— Exercise instructions —
- 1) Decide whether each statement below agrees with the text on the federal scientific integrity roadmap. Answer yes or no for each, and quote the words of the text that decide it. (a) The roadmap requires every agency to name a chief science officer. (b) The framework gives agencies metrics for tracking their progress. (c) Reaction to the roadmap has been uniformly positive.
- 2) Carry the text on the federal scientific integrity roadmap forward from its last sentence.

— Text extract —
........

On Behalf of | Feb 7, 2023 | Whistleblower Protection

The Biden administration recently released its roadmap for greater scientific integrity in government agencies. The response to the roadmap, however, has been mixed. Some appreciate the administration’s efforts to ensure greater scientific integrity. Others say the plan doesn’t go far enough.

So, what does the roadmap offer? What are the gaps? And where does the plan fail to protect would-be whistleblowers?

The roadmap for greater scientific integrity

As the White House noted in its press release, the roadmap aims to strengthen scientific integrity throughout all government agencies. Titled A Framework for Federal Scientific Integrity Policy and Practice, the document works toward this goal in five main ways:

  • Introducing a definition of scientific integrity to remain consistent across all government agencies
  • Providing a model roadmap of activities for agencies to follow to develop better policies, transparency and accountability
  • Offering agencies a set of metrics to help them track their progress
  • Requiring all agencies to place an official in charge of scientific integrity and requiring certain agencies to name a chief science officer
  • Establishing a central committee to oversee each agency’s work toward scientific integrity

Notably, the roadmap leaves many of the details to the individual agencies.

........

— Supplied entries —
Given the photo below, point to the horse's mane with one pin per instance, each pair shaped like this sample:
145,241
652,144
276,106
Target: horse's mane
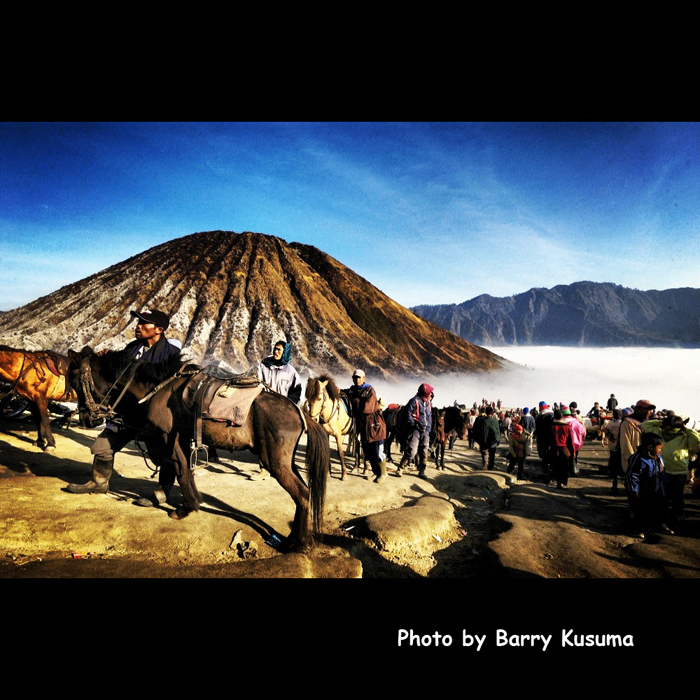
312,384
114,363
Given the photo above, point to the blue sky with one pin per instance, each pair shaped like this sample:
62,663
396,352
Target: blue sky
427,212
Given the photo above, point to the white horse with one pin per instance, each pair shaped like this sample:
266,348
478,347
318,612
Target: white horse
325,405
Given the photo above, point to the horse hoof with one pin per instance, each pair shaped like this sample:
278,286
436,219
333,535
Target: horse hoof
179,513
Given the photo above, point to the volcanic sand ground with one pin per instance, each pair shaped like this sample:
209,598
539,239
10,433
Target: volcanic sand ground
461,523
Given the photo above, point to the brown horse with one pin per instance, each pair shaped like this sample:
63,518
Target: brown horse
271,430
39,377
440,437
325,405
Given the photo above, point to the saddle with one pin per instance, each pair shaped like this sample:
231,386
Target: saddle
217,395
57,364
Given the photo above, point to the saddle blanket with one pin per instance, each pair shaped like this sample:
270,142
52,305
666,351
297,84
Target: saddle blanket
232,403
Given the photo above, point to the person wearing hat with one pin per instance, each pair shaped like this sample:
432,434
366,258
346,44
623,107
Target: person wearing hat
631,429
578,434
543,437
487,434
680,442
516,451
150,345
562,448
277,372
419,412
369,422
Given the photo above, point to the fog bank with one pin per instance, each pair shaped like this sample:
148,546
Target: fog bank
668,377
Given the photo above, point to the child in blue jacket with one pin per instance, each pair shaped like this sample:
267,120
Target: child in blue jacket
645,482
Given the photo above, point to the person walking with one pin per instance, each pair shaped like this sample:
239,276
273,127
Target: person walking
645,482
370,425
150,345
420,421
562,449
679,442
516,451
487,434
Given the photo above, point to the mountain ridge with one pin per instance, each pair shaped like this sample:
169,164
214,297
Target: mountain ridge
590,314
232,295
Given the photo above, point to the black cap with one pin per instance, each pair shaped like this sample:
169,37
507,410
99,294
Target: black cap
157,318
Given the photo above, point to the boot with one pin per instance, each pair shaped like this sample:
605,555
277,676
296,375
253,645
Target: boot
101,471
382,473
402,465
422,466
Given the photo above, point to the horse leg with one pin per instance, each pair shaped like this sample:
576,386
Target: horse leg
40,411
190,495
341,456
387,447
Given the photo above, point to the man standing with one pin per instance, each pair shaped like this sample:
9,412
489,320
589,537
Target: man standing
150,345
487,434
420,422
369,422
631,430
562,449
528,423
578,435
543,434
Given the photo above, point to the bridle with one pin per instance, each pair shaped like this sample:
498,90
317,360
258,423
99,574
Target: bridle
102,410
324,398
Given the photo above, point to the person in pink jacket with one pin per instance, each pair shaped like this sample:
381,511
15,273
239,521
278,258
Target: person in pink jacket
578,435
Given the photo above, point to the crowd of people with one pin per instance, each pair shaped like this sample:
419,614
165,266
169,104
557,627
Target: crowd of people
651,452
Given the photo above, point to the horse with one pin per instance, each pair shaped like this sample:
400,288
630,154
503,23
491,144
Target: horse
39,377
396,419
440,436
271,430
325,405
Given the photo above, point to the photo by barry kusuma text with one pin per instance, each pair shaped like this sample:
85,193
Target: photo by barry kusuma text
567,638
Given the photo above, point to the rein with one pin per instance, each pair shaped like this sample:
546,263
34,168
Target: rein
335,403
101,410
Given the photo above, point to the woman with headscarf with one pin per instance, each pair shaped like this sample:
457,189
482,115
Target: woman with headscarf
277,372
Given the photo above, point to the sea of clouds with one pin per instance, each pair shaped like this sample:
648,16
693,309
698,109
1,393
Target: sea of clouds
668,377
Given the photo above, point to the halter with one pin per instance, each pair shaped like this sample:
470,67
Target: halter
335,403
101,411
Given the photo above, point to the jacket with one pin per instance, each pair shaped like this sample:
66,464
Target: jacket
162,350
487,433
645,475
282,378
677,445
420,414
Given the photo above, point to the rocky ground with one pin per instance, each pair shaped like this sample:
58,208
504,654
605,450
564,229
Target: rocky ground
462,523
465,552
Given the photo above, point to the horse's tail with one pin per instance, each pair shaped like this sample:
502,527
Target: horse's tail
318,457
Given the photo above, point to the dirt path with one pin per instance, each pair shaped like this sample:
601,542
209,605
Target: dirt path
462,523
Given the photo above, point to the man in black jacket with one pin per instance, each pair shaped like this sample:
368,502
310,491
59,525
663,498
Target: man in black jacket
150,345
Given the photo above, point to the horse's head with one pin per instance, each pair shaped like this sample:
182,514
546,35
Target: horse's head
92,383
456,420
316,396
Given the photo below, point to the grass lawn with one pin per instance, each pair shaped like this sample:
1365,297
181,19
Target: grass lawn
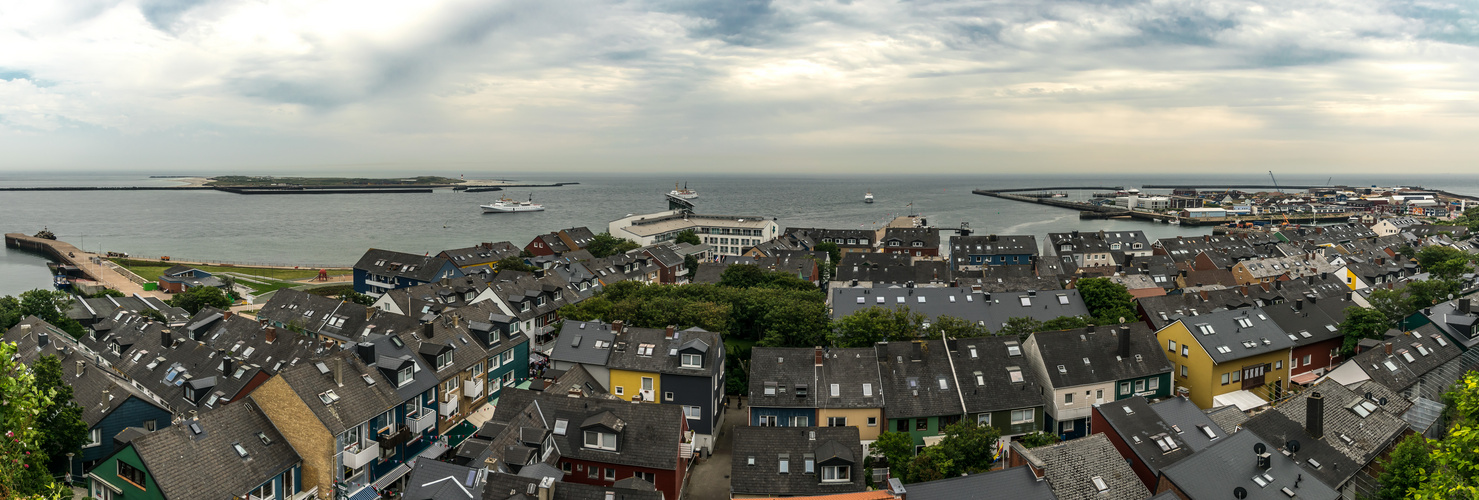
151,269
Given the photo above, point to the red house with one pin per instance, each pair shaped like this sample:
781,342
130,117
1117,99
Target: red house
593,440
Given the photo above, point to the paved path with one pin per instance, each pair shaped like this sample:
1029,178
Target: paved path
710,477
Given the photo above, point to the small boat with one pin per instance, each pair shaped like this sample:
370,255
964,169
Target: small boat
505,206
684,193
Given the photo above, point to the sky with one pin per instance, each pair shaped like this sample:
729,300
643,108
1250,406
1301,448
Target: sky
740,86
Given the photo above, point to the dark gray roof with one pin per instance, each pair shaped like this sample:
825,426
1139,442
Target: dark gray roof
1016,484
185,465
577,342
827,446
1093,357
648,438
1231,463
852,370
400,264
991,309
1070,468
994,389
911,375
1237,335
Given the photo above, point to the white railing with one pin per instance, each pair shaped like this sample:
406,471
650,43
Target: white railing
472,388
358,457
422,422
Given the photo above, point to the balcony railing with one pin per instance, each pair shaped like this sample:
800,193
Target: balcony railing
357,457
425,420
474,388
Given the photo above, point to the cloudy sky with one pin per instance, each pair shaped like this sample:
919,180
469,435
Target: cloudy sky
740,86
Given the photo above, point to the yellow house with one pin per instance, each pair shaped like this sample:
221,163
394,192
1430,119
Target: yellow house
1228,354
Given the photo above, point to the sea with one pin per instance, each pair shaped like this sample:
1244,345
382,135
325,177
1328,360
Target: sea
334,230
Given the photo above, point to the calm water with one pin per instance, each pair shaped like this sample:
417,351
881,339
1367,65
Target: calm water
334,230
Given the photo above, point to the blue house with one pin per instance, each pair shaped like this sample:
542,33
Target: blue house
380,271
972,253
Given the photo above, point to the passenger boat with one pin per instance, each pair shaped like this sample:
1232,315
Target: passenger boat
505,206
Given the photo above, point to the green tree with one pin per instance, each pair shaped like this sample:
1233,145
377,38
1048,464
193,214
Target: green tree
62,419
1402,469
688,235
1107,301
970,446
200,298
1361,323
605,244
1038,440
24,472
1021,327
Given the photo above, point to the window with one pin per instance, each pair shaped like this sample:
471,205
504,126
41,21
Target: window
836,474
127,472
692,361
601,440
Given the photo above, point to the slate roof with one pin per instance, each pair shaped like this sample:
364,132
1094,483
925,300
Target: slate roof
1422,343
1256,335
1015,482
828,447
991,309
664,354
648,440
185,465
434,480
848,367
1093,355
1070,468
357,403
401,265
911,373
1231,463
579,342
994,389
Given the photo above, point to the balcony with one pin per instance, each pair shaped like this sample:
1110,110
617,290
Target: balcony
357,457
420,422
472,388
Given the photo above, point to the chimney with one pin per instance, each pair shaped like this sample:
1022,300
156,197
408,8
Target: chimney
1315,414
1124,342
366,352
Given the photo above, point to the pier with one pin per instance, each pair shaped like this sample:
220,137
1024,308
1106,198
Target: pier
92,265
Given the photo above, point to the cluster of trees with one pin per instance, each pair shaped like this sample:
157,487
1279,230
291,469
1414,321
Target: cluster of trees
1448,468
605,244
40,425
48,305
1392,308
966,448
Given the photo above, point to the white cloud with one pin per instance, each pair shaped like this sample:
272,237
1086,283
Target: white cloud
786,85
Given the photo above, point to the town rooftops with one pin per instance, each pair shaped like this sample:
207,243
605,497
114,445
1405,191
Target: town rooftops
229,450
1235,335
1093,355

........

— Outputs by task —
- 1)
(a) No: "requiring certain agencies to name a chief science officer"
(b) Yes: "Offering agencies a set of metrics to help them track their progress"
(c) No: "The response to the roadmap, however, has been mixed."

- 2)
Three criticisms of the new framework

This new framework may be welcome in an age when government scientists have faced an unprecedented measure of public scrutiny and political pressure. However, there are critics who feel it doesn’t go far enough. According to these critics, the roadmap falls short in three key ways:

  • Fails to articulate specific consequences for those who don’t work toward scientific integrity
  • Does not provide clear rules to prevent agencies from suppressing research they find unflattering
  • Leaves scientists vulnerable to reprisal while they’re researching and publishing but have not yet reported policy violations

This last point is notable because whistleblowers enjoy legal protection from retaliation. However, as critics note, scientists are not whistleblowers until they report government wrongdoing. While the new government roadmap may push agencies toward more scientific integrity, it does not set firm standards. Instead, it leaves scientists to wonder if their agencies are violating policy or working within the confines of their own policies.

Good policy needs good science

Of course, there’s a reason the White House bothered to create and promote this roadmap in the first place. It’s because agencies have sometimes placed politics ahead of good science. The problem is that science is based on observable and repeatable data. It’s based on facts and clear analysis. Politics sway back and forth with the whims of those in charge.

This new roadmap may not go so far as its critics would hope, but it reinforces the need to govern based on facts and data. The federal government’s activities influence countless lives every day. We need to protect the scientists whose research informs those decisions. We need to protect the integrity of their research.